──────── INPUT DATA ────────

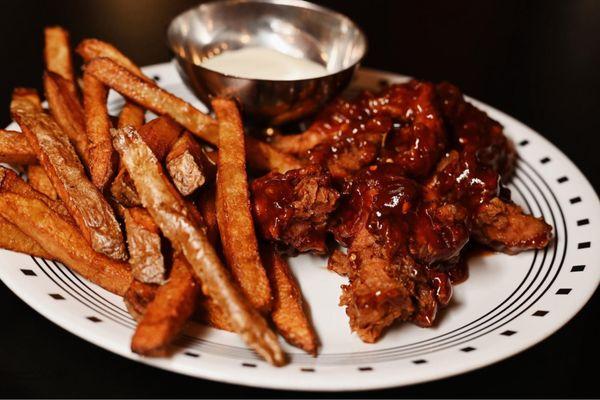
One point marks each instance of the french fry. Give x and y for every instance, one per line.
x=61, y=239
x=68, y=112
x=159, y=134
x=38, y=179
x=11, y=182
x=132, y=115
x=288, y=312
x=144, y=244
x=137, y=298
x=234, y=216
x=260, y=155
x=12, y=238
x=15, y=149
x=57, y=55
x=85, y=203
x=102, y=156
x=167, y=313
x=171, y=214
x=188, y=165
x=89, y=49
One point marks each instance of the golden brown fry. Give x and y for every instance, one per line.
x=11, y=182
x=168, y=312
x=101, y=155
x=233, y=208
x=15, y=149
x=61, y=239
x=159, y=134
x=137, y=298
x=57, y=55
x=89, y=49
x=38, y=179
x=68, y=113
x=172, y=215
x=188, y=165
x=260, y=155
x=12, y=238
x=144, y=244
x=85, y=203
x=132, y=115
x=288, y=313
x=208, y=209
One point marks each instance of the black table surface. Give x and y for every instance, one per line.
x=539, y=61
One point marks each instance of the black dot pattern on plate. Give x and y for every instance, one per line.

────────

**EXERCISE GOAL**
Repeat exactly the lines of the records from the one containing "One point marks each instance of the golden" to the last, and include no line outside that stretch.

**REPLY TO THE TASK**
One point marks each instance of the golden brown fry. Give x and y for every instance, one per line.
x=11, y=182
x=168, y=312
x=101, y=155
x=233, y=208
x=15, y=149
x=61, y=239
x=159, y=134
x=137, y=298
x=57, y=55
x=89, y=49
x=38, y=179
x=68, y=113
x=172, y=215
x=188, y=165
x=260, y=155
x=12, y=238
x=144, y=244
x=85, y=203
x=132, y=115
x=288, y=313
x=208, y=209
One point marks each instance of the black table surface. Give x and y for every instance, one per line.
x=539, y=61
One point marks each instance of the black dot pattern on plate. Give x and y for every instance, one per line.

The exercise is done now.